What you are asked to do:
Return the data below exactly, stopping after the line with "Field-scouting task: mark every instance of the blurred gray".
------------------------
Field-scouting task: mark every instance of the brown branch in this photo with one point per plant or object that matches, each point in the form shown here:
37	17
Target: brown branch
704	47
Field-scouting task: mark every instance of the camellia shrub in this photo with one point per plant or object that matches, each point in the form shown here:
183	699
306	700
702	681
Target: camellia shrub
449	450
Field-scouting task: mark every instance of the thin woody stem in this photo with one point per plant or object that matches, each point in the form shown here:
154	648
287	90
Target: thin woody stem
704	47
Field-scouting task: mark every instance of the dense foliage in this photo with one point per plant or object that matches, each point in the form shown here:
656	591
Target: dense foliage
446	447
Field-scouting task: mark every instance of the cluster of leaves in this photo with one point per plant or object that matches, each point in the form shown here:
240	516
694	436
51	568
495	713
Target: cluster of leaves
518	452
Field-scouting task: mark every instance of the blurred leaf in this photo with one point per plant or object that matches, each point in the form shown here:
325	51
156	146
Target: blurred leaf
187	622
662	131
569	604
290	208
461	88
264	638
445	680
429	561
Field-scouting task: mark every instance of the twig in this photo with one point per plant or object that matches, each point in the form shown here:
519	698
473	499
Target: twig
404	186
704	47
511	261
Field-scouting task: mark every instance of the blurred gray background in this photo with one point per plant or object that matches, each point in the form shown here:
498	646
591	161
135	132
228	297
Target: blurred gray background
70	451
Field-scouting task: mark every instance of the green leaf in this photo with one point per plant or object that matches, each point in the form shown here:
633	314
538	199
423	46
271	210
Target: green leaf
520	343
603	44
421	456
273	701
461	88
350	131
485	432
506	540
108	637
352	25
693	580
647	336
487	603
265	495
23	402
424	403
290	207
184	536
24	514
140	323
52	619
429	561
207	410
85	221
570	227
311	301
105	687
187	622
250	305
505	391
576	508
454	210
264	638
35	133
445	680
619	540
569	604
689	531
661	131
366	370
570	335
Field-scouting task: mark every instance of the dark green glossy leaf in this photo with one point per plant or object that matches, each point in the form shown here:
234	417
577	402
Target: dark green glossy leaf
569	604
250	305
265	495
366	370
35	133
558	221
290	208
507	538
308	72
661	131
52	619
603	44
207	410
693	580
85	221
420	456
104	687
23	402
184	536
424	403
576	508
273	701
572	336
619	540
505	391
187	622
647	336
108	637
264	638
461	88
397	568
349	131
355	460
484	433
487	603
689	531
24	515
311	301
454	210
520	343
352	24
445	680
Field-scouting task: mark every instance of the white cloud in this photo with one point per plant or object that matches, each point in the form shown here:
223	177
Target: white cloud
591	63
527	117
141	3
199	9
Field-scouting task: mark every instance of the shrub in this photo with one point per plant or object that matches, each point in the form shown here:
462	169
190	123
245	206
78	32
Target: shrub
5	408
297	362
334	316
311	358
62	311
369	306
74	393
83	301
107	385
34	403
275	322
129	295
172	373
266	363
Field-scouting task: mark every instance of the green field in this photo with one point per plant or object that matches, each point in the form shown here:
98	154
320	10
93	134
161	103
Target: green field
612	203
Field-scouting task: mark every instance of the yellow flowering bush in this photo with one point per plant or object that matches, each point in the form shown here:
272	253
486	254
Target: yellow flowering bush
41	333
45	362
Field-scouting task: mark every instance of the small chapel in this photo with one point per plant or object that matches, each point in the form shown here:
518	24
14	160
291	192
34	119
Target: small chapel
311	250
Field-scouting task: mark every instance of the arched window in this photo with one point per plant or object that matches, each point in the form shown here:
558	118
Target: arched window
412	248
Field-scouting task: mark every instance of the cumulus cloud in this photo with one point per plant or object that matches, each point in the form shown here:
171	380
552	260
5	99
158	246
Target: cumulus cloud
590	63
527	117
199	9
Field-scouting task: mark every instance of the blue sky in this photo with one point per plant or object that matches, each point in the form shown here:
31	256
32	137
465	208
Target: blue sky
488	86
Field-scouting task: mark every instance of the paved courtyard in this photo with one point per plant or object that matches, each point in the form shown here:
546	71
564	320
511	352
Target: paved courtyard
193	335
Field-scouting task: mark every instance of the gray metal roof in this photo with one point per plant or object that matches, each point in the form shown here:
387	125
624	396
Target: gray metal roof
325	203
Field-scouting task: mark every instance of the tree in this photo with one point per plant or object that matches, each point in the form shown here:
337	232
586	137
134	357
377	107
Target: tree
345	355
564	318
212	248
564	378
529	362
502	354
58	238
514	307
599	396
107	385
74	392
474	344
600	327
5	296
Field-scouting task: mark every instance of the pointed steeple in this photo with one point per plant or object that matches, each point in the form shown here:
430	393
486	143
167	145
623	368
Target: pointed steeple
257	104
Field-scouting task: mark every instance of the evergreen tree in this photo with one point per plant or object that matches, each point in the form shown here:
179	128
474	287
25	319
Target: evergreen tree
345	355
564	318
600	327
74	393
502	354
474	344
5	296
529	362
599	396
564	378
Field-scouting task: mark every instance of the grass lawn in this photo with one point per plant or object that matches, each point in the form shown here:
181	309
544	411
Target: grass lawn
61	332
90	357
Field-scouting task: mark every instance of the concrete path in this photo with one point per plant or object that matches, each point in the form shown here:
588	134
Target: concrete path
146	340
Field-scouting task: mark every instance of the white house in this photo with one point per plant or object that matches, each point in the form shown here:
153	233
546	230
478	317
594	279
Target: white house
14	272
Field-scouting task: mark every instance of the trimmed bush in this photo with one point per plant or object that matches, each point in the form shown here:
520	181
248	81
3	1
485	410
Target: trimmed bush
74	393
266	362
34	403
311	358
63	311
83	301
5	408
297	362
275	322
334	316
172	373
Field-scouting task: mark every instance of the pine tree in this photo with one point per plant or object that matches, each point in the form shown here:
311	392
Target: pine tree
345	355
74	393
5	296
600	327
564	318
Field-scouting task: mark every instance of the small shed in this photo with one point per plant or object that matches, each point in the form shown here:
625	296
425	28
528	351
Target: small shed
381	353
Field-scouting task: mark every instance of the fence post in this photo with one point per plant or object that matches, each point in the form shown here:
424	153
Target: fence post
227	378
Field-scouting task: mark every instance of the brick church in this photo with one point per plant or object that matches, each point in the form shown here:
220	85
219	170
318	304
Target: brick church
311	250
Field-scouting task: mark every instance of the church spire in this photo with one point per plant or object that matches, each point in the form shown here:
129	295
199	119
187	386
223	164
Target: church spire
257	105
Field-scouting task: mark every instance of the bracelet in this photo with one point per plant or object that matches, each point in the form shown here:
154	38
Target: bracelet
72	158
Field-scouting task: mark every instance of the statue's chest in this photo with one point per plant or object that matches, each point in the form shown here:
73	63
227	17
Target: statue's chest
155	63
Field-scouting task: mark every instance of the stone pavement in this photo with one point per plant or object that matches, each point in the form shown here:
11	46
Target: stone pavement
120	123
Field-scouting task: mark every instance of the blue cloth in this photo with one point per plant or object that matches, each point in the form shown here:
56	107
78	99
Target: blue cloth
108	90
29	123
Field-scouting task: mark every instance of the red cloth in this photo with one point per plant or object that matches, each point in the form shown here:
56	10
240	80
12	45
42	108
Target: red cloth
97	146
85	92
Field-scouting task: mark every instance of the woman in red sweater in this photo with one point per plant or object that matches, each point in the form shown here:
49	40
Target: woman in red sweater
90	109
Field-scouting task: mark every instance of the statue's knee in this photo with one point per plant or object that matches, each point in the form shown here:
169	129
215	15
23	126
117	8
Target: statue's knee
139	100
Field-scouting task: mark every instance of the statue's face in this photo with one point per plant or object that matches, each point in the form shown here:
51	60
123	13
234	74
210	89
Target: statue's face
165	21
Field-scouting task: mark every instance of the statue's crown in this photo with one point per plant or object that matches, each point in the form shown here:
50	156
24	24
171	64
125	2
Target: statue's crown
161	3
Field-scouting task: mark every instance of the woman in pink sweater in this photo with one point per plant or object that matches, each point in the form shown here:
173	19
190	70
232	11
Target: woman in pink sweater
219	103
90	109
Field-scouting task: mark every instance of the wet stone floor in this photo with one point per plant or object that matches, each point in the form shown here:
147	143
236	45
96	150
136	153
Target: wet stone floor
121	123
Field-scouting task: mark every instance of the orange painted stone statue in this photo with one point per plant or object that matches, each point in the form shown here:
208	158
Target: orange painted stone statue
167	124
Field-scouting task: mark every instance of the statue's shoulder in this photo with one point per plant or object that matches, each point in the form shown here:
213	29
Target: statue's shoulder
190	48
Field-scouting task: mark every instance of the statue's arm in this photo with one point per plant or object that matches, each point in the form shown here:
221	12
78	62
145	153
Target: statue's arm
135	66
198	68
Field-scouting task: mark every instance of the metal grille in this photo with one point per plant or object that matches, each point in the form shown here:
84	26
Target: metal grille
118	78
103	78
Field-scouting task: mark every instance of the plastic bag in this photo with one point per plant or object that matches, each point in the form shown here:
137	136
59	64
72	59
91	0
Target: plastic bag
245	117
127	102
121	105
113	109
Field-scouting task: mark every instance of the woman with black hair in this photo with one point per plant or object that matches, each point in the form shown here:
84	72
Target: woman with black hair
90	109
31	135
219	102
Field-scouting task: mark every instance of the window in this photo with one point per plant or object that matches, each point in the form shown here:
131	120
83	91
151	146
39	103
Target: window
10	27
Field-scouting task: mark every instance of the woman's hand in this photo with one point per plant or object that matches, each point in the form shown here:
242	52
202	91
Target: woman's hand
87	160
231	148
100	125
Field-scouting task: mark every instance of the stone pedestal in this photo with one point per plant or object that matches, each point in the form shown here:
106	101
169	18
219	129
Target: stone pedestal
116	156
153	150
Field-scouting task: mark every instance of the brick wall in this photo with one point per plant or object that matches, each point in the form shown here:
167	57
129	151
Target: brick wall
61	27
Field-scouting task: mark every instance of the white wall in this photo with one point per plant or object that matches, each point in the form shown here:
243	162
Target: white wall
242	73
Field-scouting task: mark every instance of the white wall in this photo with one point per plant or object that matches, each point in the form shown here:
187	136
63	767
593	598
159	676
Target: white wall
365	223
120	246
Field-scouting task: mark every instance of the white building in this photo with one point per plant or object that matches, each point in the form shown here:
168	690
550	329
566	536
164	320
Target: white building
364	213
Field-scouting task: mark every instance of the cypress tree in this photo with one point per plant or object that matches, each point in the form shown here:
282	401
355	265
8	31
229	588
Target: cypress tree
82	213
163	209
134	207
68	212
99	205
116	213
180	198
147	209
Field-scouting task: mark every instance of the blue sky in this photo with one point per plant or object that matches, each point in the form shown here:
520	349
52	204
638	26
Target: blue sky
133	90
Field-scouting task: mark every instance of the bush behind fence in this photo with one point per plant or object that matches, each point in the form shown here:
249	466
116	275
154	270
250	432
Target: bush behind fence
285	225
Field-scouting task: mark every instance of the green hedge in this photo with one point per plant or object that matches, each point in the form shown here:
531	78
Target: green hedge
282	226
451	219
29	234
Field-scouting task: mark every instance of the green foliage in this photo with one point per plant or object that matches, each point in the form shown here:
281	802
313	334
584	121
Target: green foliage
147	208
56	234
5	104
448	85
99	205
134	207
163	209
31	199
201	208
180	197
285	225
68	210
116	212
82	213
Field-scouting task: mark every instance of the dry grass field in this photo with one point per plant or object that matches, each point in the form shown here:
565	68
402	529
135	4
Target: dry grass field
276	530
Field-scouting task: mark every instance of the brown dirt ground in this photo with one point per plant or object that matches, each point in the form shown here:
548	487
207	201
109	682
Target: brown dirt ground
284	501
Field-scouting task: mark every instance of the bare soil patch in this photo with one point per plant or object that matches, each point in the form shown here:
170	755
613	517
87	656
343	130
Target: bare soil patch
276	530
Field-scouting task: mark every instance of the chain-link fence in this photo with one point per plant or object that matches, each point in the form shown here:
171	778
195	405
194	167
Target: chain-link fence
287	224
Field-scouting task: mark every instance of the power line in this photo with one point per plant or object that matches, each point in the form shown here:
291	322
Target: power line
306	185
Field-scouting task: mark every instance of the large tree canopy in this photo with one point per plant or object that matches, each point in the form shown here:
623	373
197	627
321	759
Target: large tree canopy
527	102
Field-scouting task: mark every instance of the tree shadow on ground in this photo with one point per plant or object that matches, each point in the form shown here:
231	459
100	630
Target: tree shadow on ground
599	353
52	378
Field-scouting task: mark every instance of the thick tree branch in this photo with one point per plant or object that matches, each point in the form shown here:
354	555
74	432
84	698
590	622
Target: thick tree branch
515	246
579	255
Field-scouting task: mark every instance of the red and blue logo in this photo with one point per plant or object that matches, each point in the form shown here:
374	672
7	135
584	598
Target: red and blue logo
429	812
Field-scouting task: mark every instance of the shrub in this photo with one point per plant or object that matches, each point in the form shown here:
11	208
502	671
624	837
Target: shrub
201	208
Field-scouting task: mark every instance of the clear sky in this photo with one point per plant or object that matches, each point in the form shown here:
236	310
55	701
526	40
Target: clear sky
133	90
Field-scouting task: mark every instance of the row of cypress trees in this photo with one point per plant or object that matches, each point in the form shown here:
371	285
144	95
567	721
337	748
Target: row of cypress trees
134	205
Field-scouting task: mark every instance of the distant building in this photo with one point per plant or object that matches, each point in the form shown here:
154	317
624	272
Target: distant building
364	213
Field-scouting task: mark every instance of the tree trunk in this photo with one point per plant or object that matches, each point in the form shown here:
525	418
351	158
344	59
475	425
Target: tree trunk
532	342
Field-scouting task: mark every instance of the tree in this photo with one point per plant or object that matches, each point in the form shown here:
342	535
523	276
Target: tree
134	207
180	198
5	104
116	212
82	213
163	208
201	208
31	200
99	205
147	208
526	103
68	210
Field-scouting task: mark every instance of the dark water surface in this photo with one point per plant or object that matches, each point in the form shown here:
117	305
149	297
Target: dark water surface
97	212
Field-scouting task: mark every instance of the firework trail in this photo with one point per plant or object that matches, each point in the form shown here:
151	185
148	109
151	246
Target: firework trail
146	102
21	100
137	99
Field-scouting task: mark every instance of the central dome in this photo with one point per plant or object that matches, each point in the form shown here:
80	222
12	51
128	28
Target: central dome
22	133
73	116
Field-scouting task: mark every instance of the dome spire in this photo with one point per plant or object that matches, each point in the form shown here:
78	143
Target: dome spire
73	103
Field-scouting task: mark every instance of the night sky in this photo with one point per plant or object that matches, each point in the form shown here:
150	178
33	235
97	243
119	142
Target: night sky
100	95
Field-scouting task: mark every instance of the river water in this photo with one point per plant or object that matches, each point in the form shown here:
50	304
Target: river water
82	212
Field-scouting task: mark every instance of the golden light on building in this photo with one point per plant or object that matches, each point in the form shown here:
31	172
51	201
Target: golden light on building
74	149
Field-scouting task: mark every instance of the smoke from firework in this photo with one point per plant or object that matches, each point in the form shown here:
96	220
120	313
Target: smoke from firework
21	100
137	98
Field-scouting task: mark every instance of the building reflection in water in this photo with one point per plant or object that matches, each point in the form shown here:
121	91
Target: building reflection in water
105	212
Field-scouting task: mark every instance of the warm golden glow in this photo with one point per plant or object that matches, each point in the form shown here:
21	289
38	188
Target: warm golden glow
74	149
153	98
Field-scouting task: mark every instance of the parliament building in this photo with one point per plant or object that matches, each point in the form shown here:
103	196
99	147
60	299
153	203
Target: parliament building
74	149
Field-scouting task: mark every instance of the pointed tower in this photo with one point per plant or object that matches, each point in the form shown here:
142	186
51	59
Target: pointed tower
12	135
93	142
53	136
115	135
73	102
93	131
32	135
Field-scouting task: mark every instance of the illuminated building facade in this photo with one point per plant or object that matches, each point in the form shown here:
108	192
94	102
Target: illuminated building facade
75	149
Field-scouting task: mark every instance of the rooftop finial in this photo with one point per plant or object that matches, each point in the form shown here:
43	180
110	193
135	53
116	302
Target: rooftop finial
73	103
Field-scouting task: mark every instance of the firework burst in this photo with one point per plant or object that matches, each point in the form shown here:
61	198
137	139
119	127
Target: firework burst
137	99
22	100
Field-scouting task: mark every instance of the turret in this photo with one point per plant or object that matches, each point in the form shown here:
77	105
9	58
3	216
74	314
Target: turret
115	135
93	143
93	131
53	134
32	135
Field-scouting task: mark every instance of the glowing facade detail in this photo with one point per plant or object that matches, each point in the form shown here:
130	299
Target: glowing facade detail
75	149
------------------------
Answer for this exercise:
Field-scouting task: mark every instance of the brown branch in this photo with one point per plant or object that matches, each point in the form shown here:
37	17
Target: brown branch
704	47
Field-scouting task: mark every instance of the camellia shrub in this photo with one point per plant or object that matches, each point in the form shown here:
183	699
306	700
702	681
Target: camellia shrub
449	450
Field-scouting task: mark every instance of the thin woody stem in this photo with one point per plant or object that matches, each point in the form shown here:
154	648
287	90
Target: thin woody stem
704	47
Field-scouting task: mark every instance of the dense foliage in this photo with one point per plant or object that matches, each point in the form shown here:
656	591
Target: dense foliage
446	447
Field-scouting task: mark every instance of the cluster of leaves in this photo with one point per plant or object that matches, each point in the form shown here:
240	516
694	436
51	568
495	713
Target: cluster of leaves
518	452
Field-scouting task: mark every instance of the blurred leaf in this photo with one point per plant or object that matches, each point in the form shown here:
325	51
156	146
Target: blurred leaf
187	622
662	131
569	604
290	208
461	88
264	638
445	680
429	561
Field-scouting task: mark every instance of the twig in this photo with one point per plant or object that matches, each point in the form shown here:
519	698
473	499
Target: twig
404	186
704	47
511	261
Field-scouting task: mark every instance of the blurred gray background in this photo with one point per plant or object that matches, each point in the form shown here:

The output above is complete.